= Listed records =
=======

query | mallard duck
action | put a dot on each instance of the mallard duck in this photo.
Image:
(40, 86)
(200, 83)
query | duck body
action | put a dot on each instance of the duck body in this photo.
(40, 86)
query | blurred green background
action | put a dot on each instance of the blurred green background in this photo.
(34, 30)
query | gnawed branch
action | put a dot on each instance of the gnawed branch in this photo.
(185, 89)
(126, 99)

=======

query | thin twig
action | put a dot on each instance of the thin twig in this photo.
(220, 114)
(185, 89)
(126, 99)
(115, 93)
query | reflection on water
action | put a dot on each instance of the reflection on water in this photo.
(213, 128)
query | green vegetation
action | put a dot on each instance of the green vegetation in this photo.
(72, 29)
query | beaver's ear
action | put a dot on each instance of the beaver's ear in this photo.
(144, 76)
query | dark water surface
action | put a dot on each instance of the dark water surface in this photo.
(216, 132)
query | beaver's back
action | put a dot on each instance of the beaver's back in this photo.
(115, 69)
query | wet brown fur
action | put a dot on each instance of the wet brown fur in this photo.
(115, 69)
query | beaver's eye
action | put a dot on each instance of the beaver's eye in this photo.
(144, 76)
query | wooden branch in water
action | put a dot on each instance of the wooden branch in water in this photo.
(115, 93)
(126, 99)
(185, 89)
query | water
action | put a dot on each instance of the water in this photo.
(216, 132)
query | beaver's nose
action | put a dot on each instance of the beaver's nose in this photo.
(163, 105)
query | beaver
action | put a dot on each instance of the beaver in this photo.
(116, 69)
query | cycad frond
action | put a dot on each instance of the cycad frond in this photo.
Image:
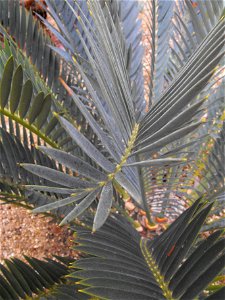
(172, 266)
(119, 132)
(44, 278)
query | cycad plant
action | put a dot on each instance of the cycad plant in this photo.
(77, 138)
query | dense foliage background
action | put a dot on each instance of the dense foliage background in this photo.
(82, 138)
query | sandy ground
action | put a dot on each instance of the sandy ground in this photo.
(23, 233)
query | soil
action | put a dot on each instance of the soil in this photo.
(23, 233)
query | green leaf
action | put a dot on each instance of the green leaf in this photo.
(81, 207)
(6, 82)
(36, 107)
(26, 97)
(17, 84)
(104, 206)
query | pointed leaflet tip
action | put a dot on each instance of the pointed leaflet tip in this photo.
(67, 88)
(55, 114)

=======

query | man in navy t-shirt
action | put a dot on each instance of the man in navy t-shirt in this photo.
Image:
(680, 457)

=======

= Written instruction =
From the listing above, pick out every line that contains the word "dense" and copy each one.

= Task result =
query | dense foliage background
action | put a dot on each instance of the dense foliage background in this photo.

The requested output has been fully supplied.